- Job -
Please format every line of the data below as one string in a JSON list, skipping any blank lines. Leave the pictures out of your answer.

Stored entries
* start *

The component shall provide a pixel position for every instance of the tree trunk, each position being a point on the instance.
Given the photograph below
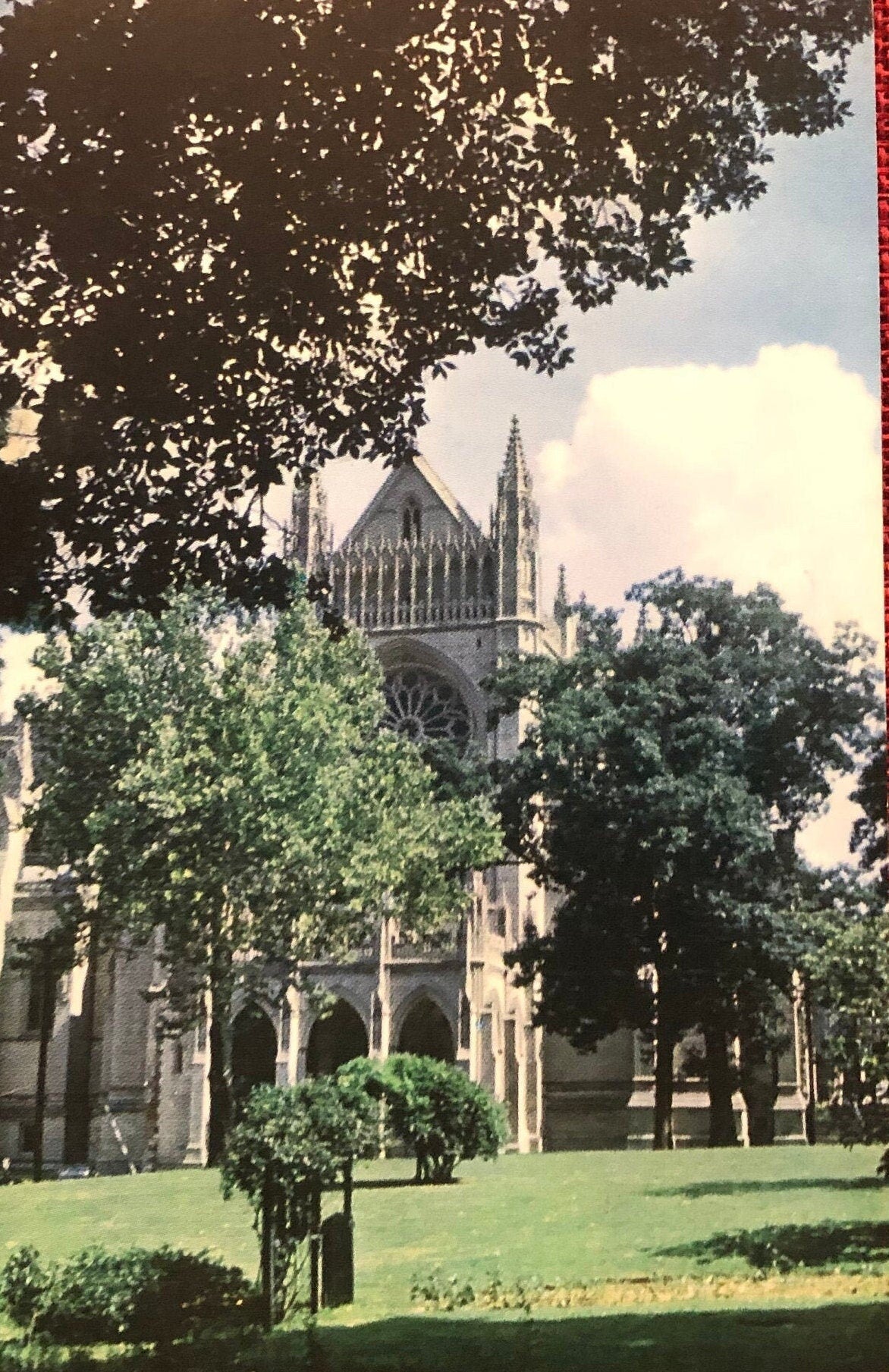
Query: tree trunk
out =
(78, 1098)
(721, 1087)
(47, 1019)
(664, 1046)
(152, 1122)
(759, 1087)
(218, 1076)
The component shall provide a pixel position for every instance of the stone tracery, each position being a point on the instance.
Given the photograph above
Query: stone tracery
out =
(426, 707)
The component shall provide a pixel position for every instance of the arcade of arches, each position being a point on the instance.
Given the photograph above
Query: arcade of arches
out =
(335, 1039)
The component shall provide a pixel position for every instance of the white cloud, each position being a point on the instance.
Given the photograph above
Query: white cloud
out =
(17, 671)
(758, 474)
(763, 473)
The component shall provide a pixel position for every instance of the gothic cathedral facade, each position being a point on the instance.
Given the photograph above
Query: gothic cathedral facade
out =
(442, 603)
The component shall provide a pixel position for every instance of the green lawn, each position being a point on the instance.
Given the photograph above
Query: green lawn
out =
(564, 1219)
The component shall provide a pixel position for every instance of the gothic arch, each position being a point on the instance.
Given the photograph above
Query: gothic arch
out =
(410, 652)
(334, 1039)
(254, 1051)
(424, 1028)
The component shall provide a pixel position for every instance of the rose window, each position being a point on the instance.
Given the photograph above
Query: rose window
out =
(426, 707)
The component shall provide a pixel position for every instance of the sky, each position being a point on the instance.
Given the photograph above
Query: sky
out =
(727, 424)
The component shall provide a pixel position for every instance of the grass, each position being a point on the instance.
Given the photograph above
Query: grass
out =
(674, 1243)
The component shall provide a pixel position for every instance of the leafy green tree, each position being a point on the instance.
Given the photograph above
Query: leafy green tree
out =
(680, 763)
(239, 235)
(627, 793)
(221, 775)
(438, 1113)
(869, 833)
(288, 1146)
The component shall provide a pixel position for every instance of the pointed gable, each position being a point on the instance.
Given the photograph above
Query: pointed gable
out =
(412, 488)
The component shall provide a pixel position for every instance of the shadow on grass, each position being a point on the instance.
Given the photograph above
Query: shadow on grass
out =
(383, 1183)
(736, 1188)
(834, 1338)
(785, 1246)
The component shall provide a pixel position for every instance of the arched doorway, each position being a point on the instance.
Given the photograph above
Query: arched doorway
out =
(427, 1032)
(254, 1053)
(335, 1039)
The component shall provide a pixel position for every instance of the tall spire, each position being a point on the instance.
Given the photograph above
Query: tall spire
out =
(516, 526)
(308, 537)
(515, 466)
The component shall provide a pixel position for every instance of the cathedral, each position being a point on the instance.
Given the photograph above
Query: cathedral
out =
(442, 601)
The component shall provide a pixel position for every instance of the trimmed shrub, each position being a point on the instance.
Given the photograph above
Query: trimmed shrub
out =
(290, 1143)
(139, 1295)
(439, 1114)
(22, 1285)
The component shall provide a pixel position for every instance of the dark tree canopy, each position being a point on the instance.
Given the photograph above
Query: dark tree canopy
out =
(660, 788)
(239, 237)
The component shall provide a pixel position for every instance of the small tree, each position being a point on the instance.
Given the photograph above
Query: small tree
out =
(246, 231)
(221, 774)
(846, 962)
(288, 1144)
(42, 959)
(439, 1114)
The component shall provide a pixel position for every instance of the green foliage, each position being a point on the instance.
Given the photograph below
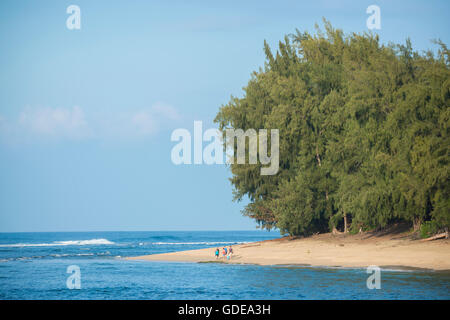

* end *

- The response -
[
  "The component shall provide a pixel position for every instance of the tree trunk, each position being a point on the instance.",
  "Given the photograph below",
  "Query: tree trunk",
  "out =",
  "(78, 1098)",
  "(721, 1087)",
  "(47, 1019)",
  "(664, 1046)",
  "(152, 1122)",
  "(759, 1087)",
  "(218, 1076)",
  "The component shall provide a pixel position for every instance of the stone tracery, each position being a point on the instance.",
  "Given the photograph above",
  "Query: stone tracery",
  "out =",
  "(426, 707)",
  "The component shall provide a pixel position for every instance of the arcade of arches, each position being a point on the instance.",
  "Given the photograph above",
  "Query: arcade of arches",
  "out =",
  "(335, 1039)",
  "The component shall provide a pixel position for every instance of the white cloud, each position being a point on the instance.",
  "Given the photograph above",
  "Query: white cloud",
  "out =",
  "(17, 671)",
  "(758, 474)",
  "(763, 473)",
  "The component shall provide a pixel position for every instance of the gothic cathedral facade, each position being a point on the instance.",
  "Given the photograph above",
  "Query: gothic cathedral facade",
  "out =",
  "(442, 603)",
  "The component shall provide a pixel position for every instance of the green lawn, each position being a point on the instance.",
  "Given the photograph above",
  "Query: green lawn",
  "out =",
  "(564, 1219)",
  "The component shall provide a pixel position for every instance of the gothic arch, each position being a point on the instance.",
  "Given the photograph above",
  "Query: gothic arch",
  "out =",
  "(410, 652)",
  "(334, 1039)",
  "(254, 1051)",
  "(424, 1028)",
  "The component shall provide a pixel position for every instance of the rose window, each position being a point on the instance.",
  "Given the photograph above",
  "Query: rose window",
  "out =",
  "(426, 707)",
  "The component shall provide a pixel position for every instance of the sky, each position being a point on the instance.",
  "Given the photograph above",
  "Query: sky",
  "out =",
  "(727, 424)",
  "The component shall provide a pixel position for every instance of the grass, each position being a point on the instance.",
  "Given the photograph above",
  "Query: grass",
  "out =",
  "(674, 1243)",
  "The component shall provide a pixel position for every instance of the leafy green tree, each position being a point on the instance.",
  "Given the photograph above",
  "Query: leafy green tree",
  "out =",
  "(680, 763)",
  "(239, 235)",
  "(627, 793)",
  "(221, 775)",
  "(438, 1113)",
  "(869, 833)",
  "(288, 1146)",
  "The component shall provide a pixel position for every instance of the pointed gable, each position being a point on the instance.",
  "Given the photograph above",
  "Query: pointed gable",
  "out =",
  "(412, 488)",
  "The component shall provide a pixel position for every instance of the shadow on grass, each position being a point on the instance.",
  "Given the photograph above",
  "Query: shadow on grass",
  "out =",
  "(383, 1183)",
  "(736, 1188)",
  "(834, 1338)",
  "(785, 1246)",
  "The component shall provide a pixel position for every instance of the arched doorway, each position being a point on the instance.",
  "Given the photograph above",
  "Query: arched doorway",
  "out =",
  "(427, 1032)",
  "(254, 1053)",
  "(335, 1039)",
  "The component shall provide a pixel position for every instance of the tall spire, each position being a point on the instance.",
  "Given the photograph above",
  "Query: tall spire",
  "out =",
  "(516, 526)",
  "(308, 537)",
  "(515, 466)",
  "The component shall provide a pixel position for every instance of the cathedral, each position being a point on the instance.",
  "Given the photograph above",
  "Query: cathedral",
  "out =",
  "(442, 601)",
  "The component shall provide a pixel position for every instance of the trimmed shrub, each position being a point on the instance.",
  "Given the photograph above",
  "Query: trimmed shrub",
  "out =",
  "(290, 1143)",
  "(139, 1295)",
  "(439, 1114)",
  "(22, 1285)",
  "The component shall provide a pixel position for every instance of the dark tree canopy, each position being a point on the instance.",
  "Given the photograph above",
  "Query: dark tree canopy",
  "out =",
  "(660, 788)",
  "(239, 237)",
  "The component shall provide a pixel position for every instance of the small tree, each position being a point on the instance.",
  "Given the photograph above",
  "Query: small tree",
  "out =",
  "(246, 231)",
  "(221, 774)",
  "(846, 962)",
  "(288, 1144)",
  "(42, 959)",
  "(439, 1114)",
  "The component shall provide a pixel position for every instance of the green foliage, each position being a point on the instance.",
  "Given the photograph below"
]